--- Required task ---
Output an exact reproduction of the data.

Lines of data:
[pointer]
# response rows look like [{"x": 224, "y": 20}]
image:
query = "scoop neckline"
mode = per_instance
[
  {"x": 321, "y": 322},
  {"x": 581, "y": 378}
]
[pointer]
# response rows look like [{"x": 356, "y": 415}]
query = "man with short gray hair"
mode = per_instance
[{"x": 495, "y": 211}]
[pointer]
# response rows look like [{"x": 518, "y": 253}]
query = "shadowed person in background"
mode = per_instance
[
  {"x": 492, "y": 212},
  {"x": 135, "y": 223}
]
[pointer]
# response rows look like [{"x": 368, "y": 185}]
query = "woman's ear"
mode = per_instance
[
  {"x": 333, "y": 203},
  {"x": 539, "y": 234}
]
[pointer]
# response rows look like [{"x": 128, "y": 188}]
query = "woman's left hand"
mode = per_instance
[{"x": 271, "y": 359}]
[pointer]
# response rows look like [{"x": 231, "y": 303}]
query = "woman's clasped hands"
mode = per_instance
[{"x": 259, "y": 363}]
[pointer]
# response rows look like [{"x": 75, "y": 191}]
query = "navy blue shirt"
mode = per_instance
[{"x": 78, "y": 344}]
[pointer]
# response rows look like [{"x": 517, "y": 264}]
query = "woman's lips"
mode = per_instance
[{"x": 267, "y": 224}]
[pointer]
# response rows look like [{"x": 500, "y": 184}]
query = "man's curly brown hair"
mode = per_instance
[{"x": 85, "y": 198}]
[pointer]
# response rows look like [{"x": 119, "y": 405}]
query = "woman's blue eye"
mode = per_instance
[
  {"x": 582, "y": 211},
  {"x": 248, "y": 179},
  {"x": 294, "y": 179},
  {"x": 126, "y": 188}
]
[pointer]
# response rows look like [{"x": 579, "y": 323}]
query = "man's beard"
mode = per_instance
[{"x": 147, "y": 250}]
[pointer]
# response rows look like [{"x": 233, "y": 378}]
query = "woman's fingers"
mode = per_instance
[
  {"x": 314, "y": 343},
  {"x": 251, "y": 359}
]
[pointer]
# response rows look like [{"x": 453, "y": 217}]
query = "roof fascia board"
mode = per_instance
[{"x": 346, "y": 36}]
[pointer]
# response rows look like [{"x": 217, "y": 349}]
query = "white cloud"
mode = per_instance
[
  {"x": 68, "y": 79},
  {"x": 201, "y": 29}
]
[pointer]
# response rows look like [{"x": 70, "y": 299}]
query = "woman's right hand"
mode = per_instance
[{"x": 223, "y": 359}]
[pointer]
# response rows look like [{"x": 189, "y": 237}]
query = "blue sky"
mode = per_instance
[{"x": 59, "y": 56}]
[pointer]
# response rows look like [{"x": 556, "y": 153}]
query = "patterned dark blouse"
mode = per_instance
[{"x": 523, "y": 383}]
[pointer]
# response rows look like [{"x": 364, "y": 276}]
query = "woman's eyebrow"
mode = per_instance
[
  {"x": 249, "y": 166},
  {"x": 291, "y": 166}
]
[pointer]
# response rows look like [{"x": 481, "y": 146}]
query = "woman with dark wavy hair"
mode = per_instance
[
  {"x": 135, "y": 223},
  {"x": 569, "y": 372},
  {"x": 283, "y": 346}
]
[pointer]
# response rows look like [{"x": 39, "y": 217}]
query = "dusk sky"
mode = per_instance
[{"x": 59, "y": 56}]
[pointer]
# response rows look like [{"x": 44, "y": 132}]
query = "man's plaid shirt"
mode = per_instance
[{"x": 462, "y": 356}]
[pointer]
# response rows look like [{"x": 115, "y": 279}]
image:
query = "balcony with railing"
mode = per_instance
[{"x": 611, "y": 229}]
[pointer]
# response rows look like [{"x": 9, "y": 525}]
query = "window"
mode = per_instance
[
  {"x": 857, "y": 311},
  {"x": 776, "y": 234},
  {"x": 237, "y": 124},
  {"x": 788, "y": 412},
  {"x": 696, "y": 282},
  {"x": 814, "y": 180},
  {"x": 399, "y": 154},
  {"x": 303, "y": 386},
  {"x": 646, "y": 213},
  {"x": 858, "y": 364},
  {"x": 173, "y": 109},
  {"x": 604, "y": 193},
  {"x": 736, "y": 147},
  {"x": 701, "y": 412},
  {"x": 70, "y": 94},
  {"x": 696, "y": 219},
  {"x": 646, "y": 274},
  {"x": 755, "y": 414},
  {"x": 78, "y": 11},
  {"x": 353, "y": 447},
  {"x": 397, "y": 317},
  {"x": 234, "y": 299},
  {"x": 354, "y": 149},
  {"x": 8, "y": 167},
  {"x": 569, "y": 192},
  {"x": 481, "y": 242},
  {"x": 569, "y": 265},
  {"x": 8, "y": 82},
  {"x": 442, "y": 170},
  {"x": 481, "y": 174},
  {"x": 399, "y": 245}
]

--- Solution to this exercise ---
[pointer]
# response rows look like [{"x": 224, "y": 20}]
image:
query = "scoop neckline"
mode = per_instance
[
  {"x": 321, "y": 322},
  {"x": 581, "y": 378}
]
[pointer]
# response rows look like [{"x": 356, "y": 415}]
query = "man with short gray hair"
mode = per_instance
[{"x": 495, "y": 211}]
[pointer]
# response rows look like [{"x": 518, "y": 253}]
query = "shadowed person in background"
mode = per_instance
[
  {"x": 492, "y": 212},
  {"x": 135, "y": 223}
]
[pointer]
# response rows look like [{"x": 368, "y": 185}]
query = "woman's ear"
mode = per_instance
[
  {"x": 333, "y": 203},
  {"x": 539, "y": 234}
]
[pointer]
# response rows look like [{"x": 128, "y": 188}]
query = "woman's left hand"
mode = per_instance
[{"x": 271, "y": 359}]
[pointer]
# response rows look like [{"x": 231, "y": 303}]
query = "woman's clasped hands"
mode = per_instance
[{"x": 259, "y": 363}]
[pointer]
# response rows look like [{"x": 75, "y": 191}]
query = "navy blue shirt"
mode = per_instance
[{"x": 78, "y": 344}]
[pointer]
# response rows look like [{"x": 517, "y": 264}]
query = "woman's lips"
mode = per_instance
[{"x": 267, "y": 224}]
[pointer]
# response rows look like [{"x": 500, "y": 184}]
query = "man's curly brown hair"
mode = per_instance
[{"x": 85, "y": 198}]
[pointer]
# response rows look like [{"x": 119, "y": 405}]
query = "woman's blue eye"
mode = per_instance
[
  {"x": 582, "y": 211},
  {"x": 248, "y": 179},
  {"x": 294, "y": 179},
  {"x": 126, "y": 188}
]
[pointer]
# response rows look like [{"x": 579, "y": 323}]
query = "man's beard"
mode = per_instance
[{"x": 147, "y": 250}]
[pointer]
# response rows look like [{"x": 233, "y": 378}]
query = "woman's fingers"
mode = per_instance
[
  {"x": 314, "y": 343},
  {"x": 251, "y": 359}
]
[pointer]
# response rows look like [{"x": 453, "y": 217}]
query = "roof fascia board"
mode = per_instance
[{"x": 346, "y": 36}]
[pointer]
# response rows look like [{"x": 217, "y": 349}]
query = "white cloud"
mode = per_instance
[
  {"x": 68, "y": 79},
  {"x": 201, "y": 29}
]
[pointer]
# response rows look like [{"x": 70, "y": 299}]
query = "woman's right hand"
mode = per_instance
[{"x": 223, "y": 359}]
[pointer]
# response rows look like [{"x": 189, "y": 237}]
query = "blue sky"
mode = per_instance
[{"x": 59, "y": 56}]
[pointer]
# response rows look like [{"x": 556, "y": 153}]
query = "patterned dark blouse"
mode = per_instance
[{"x": 523, "y": 383}]
[pointer]
# response rows look like [{"x": 364, "y": 276}]
query = "woman's eyebrow"
mode = per_instance
[
  {"x": 249, "y": 166},
  {"x": 291, "y": 166}
]
[pointer]
# response rows look like [{"x": 481, "y": 146}]
query = "woman with dark wavy hair"
mode = per_instance
[
  {"x": 135, "y": 223},
  {"x": 569, "y": 372},
  {"x": 283, "y": 346}
]
[pointer]
# response rows look like [{"x": 39, "y": 217}]
query = "dusk sky"
mode = per_instance
[{"x": 59, "y": 56}]
[pointer]
# response rows look like [{"x": 44, "y": 132}]
query = "man's plaid shirt"
mode = per_instance
[{"x": 462, "y": 356}]
[pointer]
# response rows look like [{"x": 115, "y": 279}]
image:
query = "balcony with railing"
mode = per_instance
[{"x": 611, "y": 229}]
[pointer]
# response rows look like [{"x": 9, "y": 525}]
query = "window"
mode = per_instance
[
  {"x": 857, "y": 311},
  {"x": 776, "y": 234},
  {"x": 237, "y": 124},
  {"x": 788, "y": 412},
  {"x": 696, "y": 282},
  {"x": 814, "y": 180},
  {"x": 399, "y": 154},
  {"x": 303, "y": 386},
  {"x": 646, "y": 213},
  {"x": 858, "y": 364},
  {"x": 173, "y": 109},
  {"x": 604, "y": 193},
  {"x": 736, "y": 147},
  {"x": 701, "y": 412},
  {"x": 70, "y": 94},
  {"x": 696, "y": 219},
  {"x": 646, "y": 274},
  {"x": 755, "y": 414},
  {"x": 78, "y": 11},
  {"x": 353, "y": 447},
  {"x": 397, "y": 317},
  {"x": 234, "y": 299},
  {"x": 354, "y": 149},
  {"x": 8, "y": 167},
  {"x": 569, "y": 192},
  {"x": 481, "y": 242},
  {"x": 569, "y": 265},
  {"x": 8, "y": 82},
  {"x": 442, "y": 170},
  {"x": 481, "y": 174},
  {"x": 399, "y": 245}
]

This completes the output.